▶ **SHORT PROBLEM**: Format every line of the records below as a Markdown table with the columns Row and Line, numbering the rows and omitting blank lines. Leave the pictures out of the table.

>> START TASK INPUT

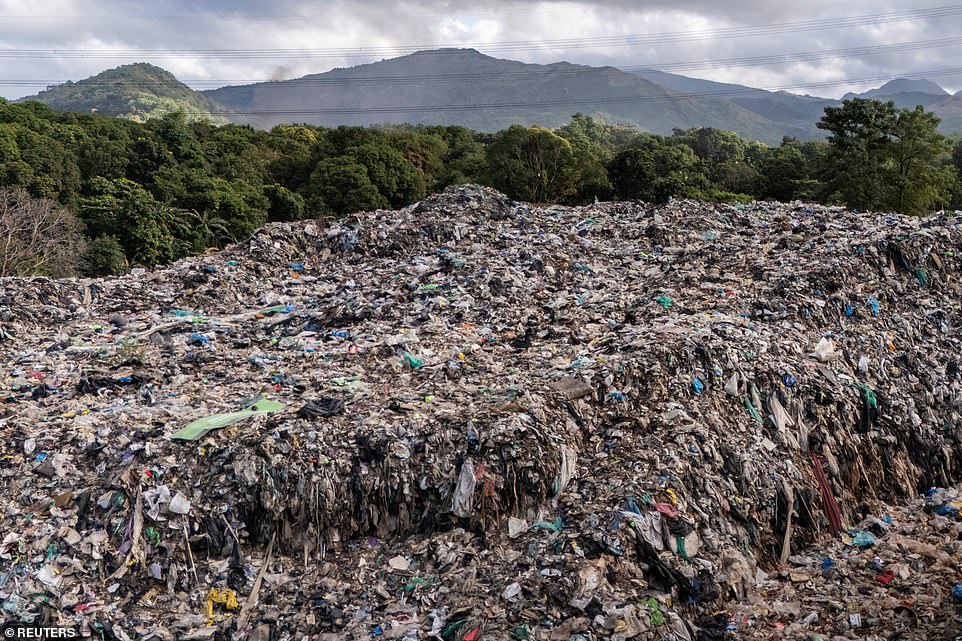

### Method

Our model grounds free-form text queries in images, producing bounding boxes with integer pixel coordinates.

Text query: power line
[0,36,962,88]
[0,5,962,59]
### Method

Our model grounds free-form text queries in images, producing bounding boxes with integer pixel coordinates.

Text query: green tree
[608,134,708,203]
[78,178,189,265]
[84,235,128,276]
[886,106,953,214]
[817,98,898,209]
[264,183,306,223]
[487,125,579,203]
[307,156,388,214]
[818,98,952,213]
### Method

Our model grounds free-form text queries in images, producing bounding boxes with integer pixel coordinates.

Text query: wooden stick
[182,515,200,585]
[236,532,277,634]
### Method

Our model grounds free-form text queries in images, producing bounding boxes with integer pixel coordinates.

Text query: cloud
[0,0,962,98]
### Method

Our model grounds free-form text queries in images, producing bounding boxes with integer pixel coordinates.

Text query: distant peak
[863,78,949,96]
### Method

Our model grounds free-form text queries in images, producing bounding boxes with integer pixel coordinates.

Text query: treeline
[0,99,962,275]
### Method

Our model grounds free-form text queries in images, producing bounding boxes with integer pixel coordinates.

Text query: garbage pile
[0,186,962,641]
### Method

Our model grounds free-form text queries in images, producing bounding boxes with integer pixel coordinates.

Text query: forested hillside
[0,99,962,274]
[22,63,227,124]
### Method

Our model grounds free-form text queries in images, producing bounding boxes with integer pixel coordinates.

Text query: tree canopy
[0,99,962,274]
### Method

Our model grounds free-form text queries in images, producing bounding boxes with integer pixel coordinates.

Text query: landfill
[0,186,962,641]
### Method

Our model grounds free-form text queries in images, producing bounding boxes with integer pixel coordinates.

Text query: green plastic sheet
[170,399,284,441]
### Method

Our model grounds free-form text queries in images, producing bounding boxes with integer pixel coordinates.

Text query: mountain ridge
[15,62,227,122]
[18,48,962,144]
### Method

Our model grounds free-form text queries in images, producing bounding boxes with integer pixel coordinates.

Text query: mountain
[13,49,962,144]
[842,78,949,109]
[203,49,784,142]
[635,69,838,140]
[18,62,226,122]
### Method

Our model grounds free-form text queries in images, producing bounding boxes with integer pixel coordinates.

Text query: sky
[0,0,962,98]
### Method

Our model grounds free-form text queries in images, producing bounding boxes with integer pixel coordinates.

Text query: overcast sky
[0,0,962,98]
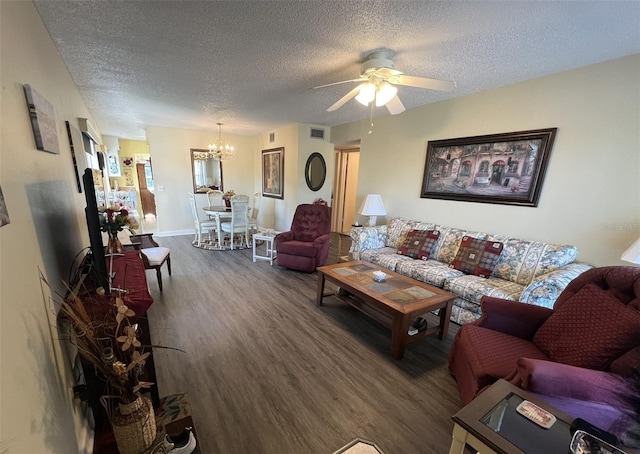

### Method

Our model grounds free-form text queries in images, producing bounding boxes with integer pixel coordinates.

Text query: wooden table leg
[316,271,325,306]
[438,299,453,340]
[391,314,411,359]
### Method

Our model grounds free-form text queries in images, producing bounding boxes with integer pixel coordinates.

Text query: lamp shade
[360,194,387,227]
[620,238,640,264]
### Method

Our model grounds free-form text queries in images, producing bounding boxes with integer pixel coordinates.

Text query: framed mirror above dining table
[191,148,224,194]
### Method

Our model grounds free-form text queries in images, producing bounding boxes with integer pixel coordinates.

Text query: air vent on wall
[78,117,102,143]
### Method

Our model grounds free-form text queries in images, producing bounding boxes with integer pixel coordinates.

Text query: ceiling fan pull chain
[369,99,376,134]
[368,90,377,134]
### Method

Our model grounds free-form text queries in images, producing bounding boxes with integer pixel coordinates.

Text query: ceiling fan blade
[327,84,362,112]
[311,77,366,90]
[385,95,404,115]
[395,74,456,91]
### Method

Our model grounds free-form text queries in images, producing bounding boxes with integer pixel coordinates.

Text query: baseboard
[76,405,96,454]
[153,230,196,237]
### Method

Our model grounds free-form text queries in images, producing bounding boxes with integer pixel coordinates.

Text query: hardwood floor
[148,236,461,454]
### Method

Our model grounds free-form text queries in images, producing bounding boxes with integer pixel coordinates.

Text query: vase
[107,232,123,254]
[111,396,157,454]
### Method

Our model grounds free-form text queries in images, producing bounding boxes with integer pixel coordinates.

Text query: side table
[449,380,574,454]
[253,231,278,266]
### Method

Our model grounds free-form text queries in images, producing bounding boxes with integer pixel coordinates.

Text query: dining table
[202,205,231,247]
[202,205,251,248]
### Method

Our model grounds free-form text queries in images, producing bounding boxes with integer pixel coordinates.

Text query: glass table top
[480,393,571,454]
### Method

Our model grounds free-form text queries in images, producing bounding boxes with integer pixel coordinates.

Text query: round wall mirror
[304,152,327,191]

>> END TASK INPUT

▶ **TASK ANSWER**:
| Row | Line |
|---|---|
| 1 | ### Method |
| 2 | Our model grounds free-form text queries in images, producing bounding boxes with integer pixel coordinates. |
| 3 | Text query: power line |
| 4 | [0,36,962,88] |
| 5 | [0,5,962,59] |
| 6 | ### Method |
| 7 | Our model grounds free-form text queries in images, producing bounding boxes with integer pixel coordinates. |
| 8 | Text query: green tree |
| 9 | [608,134,708,203] |
| 10 | [78,178,189,265] |
| 11 | [84,235,128,276] |
| 12 | [886,106,953,214] |
| 13 | [817,98,898,209] |
| 14 | [264,183,306,223] |
| 15 | [487,125,579,203] |
| 16 | [307,156,388,214] |
| 17 | [818,98,952,213] |
| 18 | ### Method |
| 19 | Our model grounds free-form text queries in images, producing bounding boxes with integer pixel coordinates. |
| 20 | Text query: wooden stick |
| 21 | [182,515,200,585] |
| 22 | [236,532,277,634] |
| 23 | ### Method |
| 24 | Our model grounds free-form text queries in images, producing bounding boxes with integer pixel coordinates. |
| 25 | Text query: cloud |
| 26 | [0,0,962,98] |
| 27 | ### Method |
| 28 | Our model grounds free-form text queries in images, producing bounding boxes with integer pixel coordinates. |
| 29 | Text query: distant peak |
| 30 | [863,78,949,96] |
| 31 | ### Method |
| 32 | Our model grounds free-form text queries in images, producing bounding boxes with integer pixel coordinates. |
| 33 | Text query: treeline |
| 34 | [0,99,962,275] |
| 35 | ### Method |
| 36 | Our model grounds free-form text queries in images, producing bounding boxes with integer pixel coordinates. |
| 37 | Text query: garbage pile |
| 38 | [0,186,962,641] |
| 39 | ### Method |
| 40 | Our model grounds free-form text queries in images, producing bounding boxes with integer pixel coordinates. |
| 41 | Text query: forested hillside |
| 42 | [0,99,962,274] |
| 43 | [22,63,227,124] |
| 44 | ### Method |
| 45 | Our model grounds free-form text queries in images, producing bounding boxes with integer pixel coordinates. |
| 46 | Text query: tree canopy |
| 47 | [0,99,962,274] |
| 48 | ### Method |
| 49 | Our model grounds free-form text queries in images, producing bounding boxes with integer pixel coordinates. |
| 50 | Text query: landfill |
| 51 | [0,186,962,641] |
| 52 | ### Method |
| 53 | Our model grounds free-form text queries in images, producing bounding boxes with integer pixel coordinates. |
| 54 | Text query: green plastic sheet |
| 55 | [170,399,284,441] |
| 56 | ### Method |
| 57 | Our model grounds free-form text queries in images, producing bounding boxes with integer pixel coordinates. |
| 58 | Text query: mountain ridge |
| 59 | [15,62,227,122] |
| 60 | [18,48,962,144] |
| 61 | ### Method |
| 62 | Our model grounds free-form text queries in images, producing bounding boxes with integer pixel coordinates. |
| 63 | Text query: mountain |
| 64 | [13,49,962,144] |
| 65 | [842,78,949,109] |
| 66 | [203,49,784,142] |
| 67 | [635,69,838,140] |
| 68 | [18,62,226,122] |
| 69 | ### Method |
| 70 | Our model grounds free-form text queries in images, producing bounding boxes with integer pixel coordinates. |
| 71 | Text query: sky |
| 72 | [0,0,962,98] |
| 73 | ### Method |
| 74 | Our model grounds free-form text queries in images, producing bounding boxes with integer pixel coordinates. |
| 75 | Text query: overcast sky |
| 76 | [0,0,962,98] |
| 77 | ### Method |
| 78 | Our model grounds free-form text queries in images, producing bounding boxes with integer pixel coordinates. |
| 79 | Text query: wooden table leg |
| 80 | [316,271,325,306] |
| 81 | [438,299,453,340] |
| 82 | [391,314,411,359] |
| 83 | ### Method |
| 84 | Our model grounds free-form text queries in images, producing bounding boxes with integer pixel coordinates. |
| 85 | Text query: lamp shade |
| 86 | [360,194,387,227] |
| 87 | [620,238,640,264] |
| 88 | ### Method |
| 89 | Our model grounds free-form text queries in images, producing bounding boxes with integer pixel coordinates. |
| 90 | Text query: framed mirror above dining table |
| 91 | [191,148,224,194] |
| 92 | ### Method |
| 93 | Our model grounds free-form text queries in images, producing bounding boxes with integer pixel coordinates. |
| 94 | Text query: air vent on wall |
| 95 | [78,117,102,143] |
| 96 | ### Method |
| 97 | Our model grounds free-form text queries in images, producing bounding boxes with integer pixel coordinates. |
| 98 | Text query: ceiling fan pull chain |
| 99 | [369,99,376,134] |
| 100 | [368,90,377,134] |
| 101 | ### Method |
| 102 | Our model grounds free-form text queries in images, producing bounding boxes with integer pixel coordinates. |
| 103 | Text query: ceiling fan blade |
| 104 | [327,84,362,112] |
| 105 | [311,77,366,90] |
| 106 | [385,95,404,115] |
| 107 | [395,74,456,91] |
| 108 | ### Method |
| 109 | Our model grounds free-form text queries in images, producing bounding boxes with integer pixel coordinates. |
| 110 | Text query: baseboard |
| 111 | [76,405,96,454] |
| 112 | [153,230,196,237] |
| 113 | ### Method |
| 114 | Our model grounds free-form text queries in images, producing bounding boxes with integer pixel coordinates. |
| 115 | Text query: hardwood floor |
| 116 | [148,236,461,454] |
| 117 | ### Method |
| 118 | Our model grounds free-form text queries in images, producing bounding boxes with integer pixel coordinates. |
| 119 | Text query: vase |
| 120 | [107,232,123,254] |
| 121 | [111,396,157,454] |
| 122 | ### Method |
| 123 | Our model grounds free-form text queries in images, producing bounding boxes with integer pixel coordinates. |
| 124 | Text query: side table |
| 125 | [449,380,574,454] |
| 126 | [253,231,278,266] |
| 127 | ### Method |
| 128 | Our model grounds free-form text queries in images, producing bounding boxes with integer pixel coordinates. |
| 129 | Text query: dining table |
| 130 | [202,205,231,247] |
| 131 | [202,205,251,248] |
| 132 | ### Method |
| 133 | Our model grounds free-form text queries in images, producing bounding boxes with integer pixel coordinates. |
| 134 | Text query: glass table top |
| 135 | [480,393,571,454] |
| 136 | ### Method |
| 137 | Our model grounds free-form text queries in images, producing bounding boxes with integer pixel coordinates. |
| 138 | Text query: round wall mirror |
| 139 | [304,152,327,191] |